== Passage shown

Thanks for the explanation. I don't really see the logic behind this,
though: READ-LINE reads from a stream, that has a certain element
type. I can't see why it wouldn't return an array with this precise
element type -- SIMPLE-BASE-ARRAY in this case (since I used BASE-CHAR
as the element type.)

However, your solution doesn't really solve my problem. My goal was to
optimize reading from files. Profiling shows that most of the time is
being spent in two functions, and these mostly process strings. From
what I understand, sticking to SIMPLE-BASE-STRING instead of the more
complex types would improve things under SBCL, and notes from the
compiler seem to confirm that:

   unable to
     optimize
   due to type uncertainty:
     The first argument is a STRING, not a SIMPLE-BASE-STRING.

If I have to write my own read-line, I will consider all this a failure...

--J.

====
== Dataset section

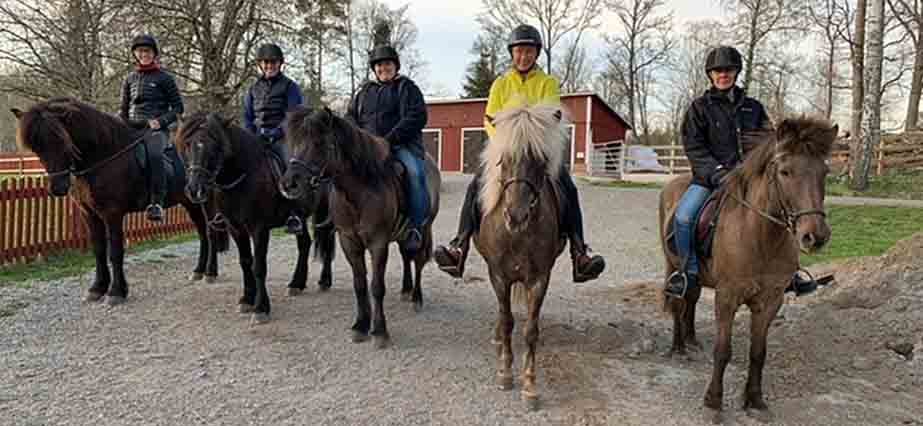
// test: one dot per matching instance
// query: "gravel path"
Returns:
(179, 353)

====

- Directive
Answer these questions from the forum reply about READ-LINE:
(a) What element type did the writer use?
(b) What was the writer's goal?
(c) According to profiling, where is most of the time being spent?
Rely only on the forum reply about READ-LINE, not on the listing.

- In response
(a) BASE-CHAR.
(b) To optimize reading from files.
(c) In two functions, which mostly process strings.